What you should do: Output exactly the lines from the line that has "TASK: place one marker for each instance of the canal" through the last line of the data below, with no pictures.

[Records from a collection]
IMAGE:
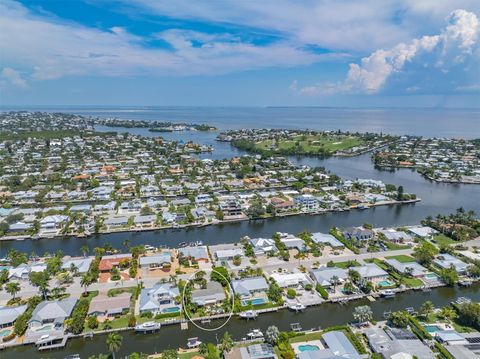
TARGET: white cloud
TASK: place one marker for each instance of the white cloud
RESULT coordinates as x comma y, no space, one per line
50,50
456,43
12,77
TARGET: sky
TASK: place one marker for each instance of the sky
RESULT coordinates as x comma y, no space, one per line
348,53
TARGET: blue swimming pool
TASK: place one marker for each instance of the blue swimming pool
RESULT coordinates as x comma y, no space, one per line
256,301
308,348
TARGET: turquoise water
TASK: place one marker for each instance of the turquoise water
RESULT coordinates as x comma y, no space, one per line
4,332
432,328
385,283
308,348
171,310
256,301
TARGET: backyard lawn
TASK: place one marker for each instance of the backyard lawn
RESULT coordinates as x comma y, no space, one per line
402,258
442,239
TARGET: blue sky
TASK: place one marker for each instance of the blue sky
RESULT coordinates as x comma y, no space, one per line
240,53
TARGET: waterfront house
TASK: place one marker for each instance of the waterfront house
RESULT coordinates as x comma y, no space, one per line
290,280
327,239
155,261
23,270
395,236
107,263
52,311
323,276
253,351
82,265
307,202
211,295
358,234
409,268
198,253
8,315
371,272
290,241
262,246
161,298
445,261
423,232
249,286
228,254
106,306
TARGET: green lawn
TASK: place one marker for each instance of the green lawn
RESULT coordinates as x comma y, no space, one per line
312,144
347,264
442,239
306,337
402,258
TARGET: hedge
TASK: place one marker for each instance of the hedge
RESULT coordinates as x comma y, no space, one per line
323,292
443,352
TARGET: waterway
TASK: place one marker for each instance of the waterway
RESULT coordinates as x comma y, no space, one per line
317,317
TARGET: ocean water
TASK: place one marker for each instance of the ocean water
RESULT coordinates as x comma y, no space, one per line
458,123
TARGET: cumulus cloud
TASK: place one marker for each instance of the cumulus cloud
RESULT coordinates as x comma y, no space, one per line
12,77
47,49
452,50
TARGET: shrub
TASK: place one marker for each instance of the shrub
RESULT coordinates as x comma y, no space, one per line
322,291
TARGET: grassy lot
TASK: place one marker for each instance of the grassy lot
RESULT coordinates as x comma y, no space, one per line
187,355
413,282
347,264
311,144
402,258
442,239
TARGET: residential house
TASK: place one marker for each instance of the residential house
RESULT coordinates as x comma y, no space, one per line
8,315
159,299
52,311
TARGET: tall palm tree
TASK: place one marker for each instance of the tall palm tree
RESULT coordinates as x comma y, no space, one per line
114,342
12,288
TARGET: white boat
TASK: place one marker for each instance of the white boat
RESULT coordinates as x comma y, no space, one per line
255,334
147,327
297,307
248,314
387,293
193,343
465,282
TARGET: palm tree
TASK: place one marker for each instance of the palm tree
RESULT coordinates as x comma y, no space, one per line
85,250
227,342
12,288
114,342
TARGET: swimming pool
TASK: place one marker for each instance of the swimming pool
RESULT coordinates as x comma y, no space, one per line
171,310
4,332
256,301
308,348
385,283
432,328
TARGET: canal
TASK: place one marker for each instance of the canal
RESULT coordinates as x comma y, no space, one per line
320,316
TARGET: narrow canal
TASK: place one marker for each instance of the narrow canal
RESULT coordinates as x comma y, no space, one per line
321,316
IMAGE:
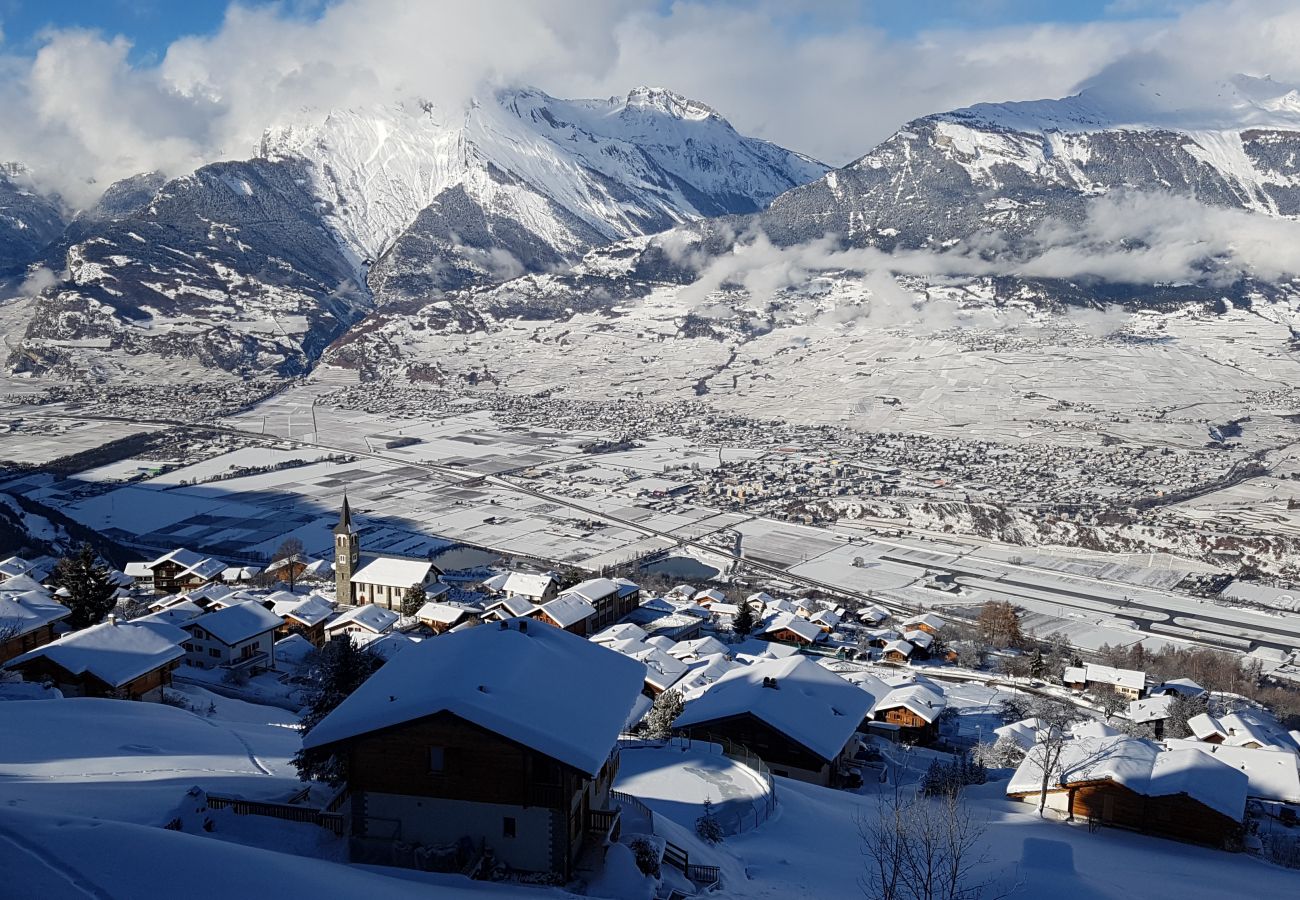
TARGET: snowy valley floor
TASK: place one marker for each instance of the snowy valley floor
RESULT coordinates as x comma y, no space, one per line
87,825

Output for this exercise:
TASK: place one marker for each instance of the canal
RESULT coordinates as x comma y, no space, one per line
320,316
TARGET: narrow canal
TASK: place one marker for each instance of the narrow canal
RESULT coordinates as x comma y, no space, one per line
321,316
IMAGE:
TARGET: snowy valley floor
TASK: place one marker for each instance of the snowy valley floor
RESULT coordinates as x comma y, no space, one per line
87,825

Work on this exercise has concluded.